* **EXCERPTED TEXT**:
■ ■ ■ ■ ■ ■ ■

A triangulated segment of DNA refers to an overlapping segment of DNA that is shared by three or more individuals who are all related to a common ancestor. There are three triangulated DNA segments that we have been able to identify by chromosome number and segment start/stop position that triangulate with descendants of the Andrew Harwood line and descendants of more than one son of John and Huldah Jacobs (isolating the source to John or Huldah). These DNA segments are the Chr#14 segment I've previously written about, plus segments from Chr#5 and Chr#20. This link shows two tables:
1) Top table: the matches that we have to each of these triangulated segments (color coded) and the Harwood lines they descend from.
2) Bottom table: the Jacobs matches associated with each triangulated segment.
No triangulated DNA segments have been found with descendants of the Concord or Salem lines. Though the Chr#14 line has Concord-line Harwoods in the tree, there is no evidence that they sourced the segment. In the cases above, multiple lines carrying the segment converging on a common Harwood ancestor descended from James Harwood, b.1695, whose wife was Lydia (MNU - "maiden name unknown").

■ ■ ■ ■ ■ ■ ■

* **SUPPLIED INFORMATION**:
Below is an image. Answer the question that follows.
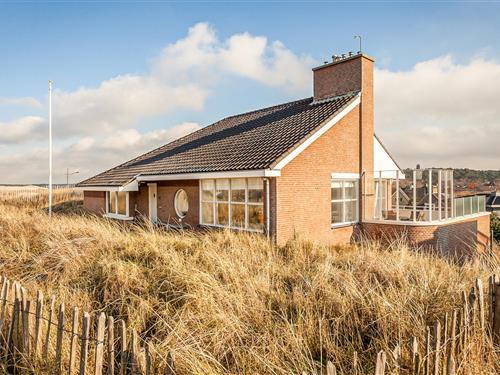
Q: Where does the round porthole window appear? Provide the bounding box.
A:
[174,189,189,218]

■ ■ ■ ■ ■ ■ ■

* **WHAT IS NEEDED**: Reproduce the passage on triangulated DNA segments word for word, starting at "A triangulated segment" and ending at "they descend from.". The material has no connection to the text about triangulated DNA segments.

* **EXERCISE OUTPUT**:
A triangulated segment of DNA refers to an overlapping segment of DNA that is shared by three or more individuals who are all related to a common ancestor. There are three triangulated DNA segments that we have been able to identify by chromosome number and segment start/stop position that triangulate with descendants of the Andrew Harwood line and descendants of more than one son of John and Huldah Jacobs (isolating the source to John or Huldah). These DNA segments are the Chr#14 segment I've previously written about, plus segments from Chr#5 and Chr#20. This link shows two tables:
1) Top table: the matches that we have to each of these triangulated segments (color coded) and the Harwood lines they descend from.